◆ Task ◆
Which lines in the listing below contain the string "frame"? Find each of them and copy it out in full.
** BEGIN Information provided **
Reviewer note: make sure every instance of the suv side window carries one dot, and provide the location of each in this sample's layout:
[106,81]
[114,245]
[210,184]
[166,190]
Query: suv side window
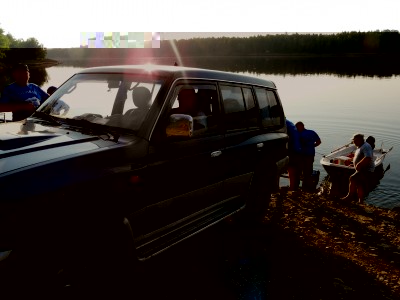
[200,101]
[270,109]
[235,111]
[240,108]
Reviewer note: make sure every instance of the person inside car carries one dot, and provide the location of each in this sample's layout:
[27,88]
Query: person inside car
[21,97]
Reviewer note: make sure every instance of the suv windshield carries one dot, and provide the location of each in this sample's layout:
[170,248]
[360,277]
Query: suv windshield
[116,100]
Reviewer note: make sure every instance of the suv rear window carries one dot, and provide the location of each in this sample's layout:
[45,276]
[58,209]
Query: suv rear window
[270,109]
[240,109]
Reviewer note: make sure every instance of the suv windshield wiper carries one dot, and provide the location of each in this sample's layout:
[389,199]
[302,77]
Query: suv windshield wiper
[46,117]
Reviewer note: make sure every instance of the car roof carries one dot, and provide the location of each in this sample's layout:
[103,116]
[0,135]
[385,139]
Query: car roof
[177,72]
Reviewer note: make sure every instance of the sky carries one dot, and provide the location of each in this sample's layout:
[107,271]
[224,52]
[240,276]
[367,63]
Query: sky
[59,24]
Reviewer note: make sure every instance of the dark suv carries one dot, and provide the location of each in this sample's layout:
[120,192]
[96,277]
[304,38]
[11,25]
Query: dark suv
[130,160]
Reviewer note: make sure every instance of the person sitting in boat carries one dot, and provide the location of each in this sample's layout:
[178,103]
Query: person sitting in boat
[371,140]
[364,167]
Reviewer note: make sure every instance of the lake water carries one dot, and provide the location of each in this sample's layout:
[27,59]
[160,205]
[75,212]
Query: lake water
[336,106]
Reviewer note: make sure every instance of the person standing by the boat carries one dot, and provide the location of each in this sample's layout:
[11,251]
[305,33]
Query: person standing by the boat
[21,97]
[309,139]
[364,167]
[294,167]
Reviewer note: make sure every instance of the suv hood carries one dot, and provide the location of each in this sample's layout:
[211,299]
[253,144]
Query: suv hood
[25,143]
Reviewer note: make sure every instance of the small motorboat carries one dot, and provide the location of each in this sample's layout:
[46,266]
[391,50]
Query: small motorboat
[339,163]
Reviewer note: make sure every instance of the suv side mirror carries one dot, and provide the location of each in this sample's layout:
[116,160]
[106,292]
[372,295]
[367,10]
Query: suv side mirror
[180,125]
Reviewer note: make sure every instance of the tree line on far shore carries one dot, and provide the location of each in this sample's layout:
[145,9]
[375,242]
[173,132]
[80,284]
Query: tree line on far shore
[362,43]
[14,50]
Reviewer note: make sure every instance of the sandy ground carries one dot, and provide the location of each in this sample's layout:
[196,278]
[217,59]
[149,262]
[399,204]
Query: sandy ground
[306,246]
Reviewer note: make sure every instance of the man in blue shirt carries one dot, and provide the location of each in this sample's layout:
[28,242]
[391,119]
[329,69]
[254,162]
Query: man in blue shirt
[309,139]
[21,97]
[294,167]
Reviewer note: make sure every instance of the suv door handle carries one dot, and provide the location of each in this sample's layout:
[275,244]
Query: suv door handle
[216,153]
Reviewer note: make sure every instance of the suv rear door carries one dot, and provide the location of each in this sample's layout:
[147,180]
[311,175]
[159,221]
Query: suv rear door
[184,176]
[248,145]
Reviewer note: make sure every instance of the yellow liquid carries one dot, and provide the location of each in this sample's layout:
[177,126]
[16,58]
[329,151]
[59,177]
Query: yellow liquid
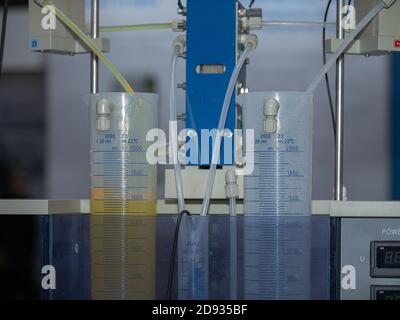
[123,247]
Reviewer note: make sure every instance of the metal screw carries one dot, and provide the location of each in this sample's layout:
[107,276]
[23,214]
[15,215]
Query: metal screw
[181,86]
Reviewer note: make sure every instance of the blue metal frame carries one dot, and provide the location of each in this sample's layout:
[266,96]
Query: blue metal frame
[395,126]
[211,39]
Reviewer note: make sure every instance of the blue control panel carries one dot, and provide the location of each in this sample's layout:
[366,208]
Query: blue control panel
[211,59]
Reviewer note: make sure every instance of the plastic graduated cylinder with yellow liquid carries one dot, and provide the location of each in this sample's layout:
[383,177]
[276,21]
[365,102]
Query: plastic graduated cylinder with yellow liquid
[123,196]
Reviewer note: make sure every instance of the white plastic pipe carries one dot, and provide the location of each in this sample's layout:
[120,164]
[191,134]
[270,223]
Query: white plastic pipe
[343,46]
[174,134]
[220,132]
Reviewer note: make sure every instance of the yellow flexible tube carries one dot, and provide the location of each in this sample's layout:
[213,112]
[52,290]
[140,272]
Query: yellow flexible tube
[90,44]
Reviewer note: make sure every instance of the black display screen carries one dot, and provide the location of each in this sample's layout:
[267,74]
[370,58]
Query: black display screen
[388,257]
[393,295]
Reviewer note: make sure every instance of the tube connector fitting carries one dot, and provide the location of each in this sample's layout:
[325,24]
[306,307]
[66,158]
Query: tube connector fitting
[179,25]
[388,3]
[103,110]
[271,108]
[231,188]
[250,41]
[180,44]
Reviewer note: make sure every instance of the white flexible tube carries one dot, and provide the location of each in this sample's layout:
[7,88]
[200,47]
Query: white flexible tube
[293,23]
[220,131]
[174,134]
[89,43]
[343,46]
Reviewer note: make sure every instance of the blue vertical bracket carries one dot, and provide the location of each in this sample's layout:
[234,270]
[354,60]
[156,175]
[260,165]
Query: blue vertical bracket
[211,30]
[396,125]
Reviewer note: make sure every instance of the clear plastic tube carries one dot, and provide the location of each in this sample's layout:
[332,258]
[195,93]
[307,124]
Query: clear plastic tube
[174,134]
[343,46]
[233,248]
[90,44]
[221,124]
[137,27]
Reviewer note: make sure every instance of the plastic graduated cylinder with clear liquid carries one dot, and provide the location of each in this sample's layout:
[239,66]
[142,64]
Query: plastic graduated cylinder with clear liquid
[123,196]
[277,195]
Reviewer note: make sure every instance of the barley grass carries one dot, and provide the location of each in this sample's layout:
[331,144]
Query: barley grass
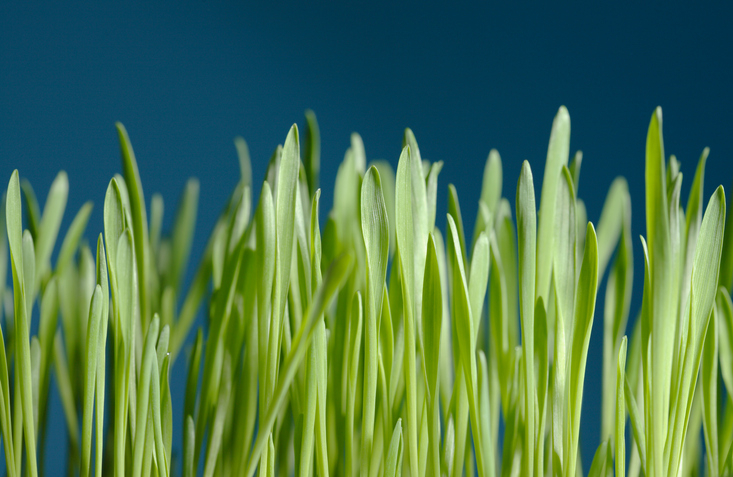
** END Information provided **
◆ Full output ◆
Reviewer note: make sure every instance of the blue metal frame carries one dot, and provide the location of each in this sample's layout:
Query: blue metal frame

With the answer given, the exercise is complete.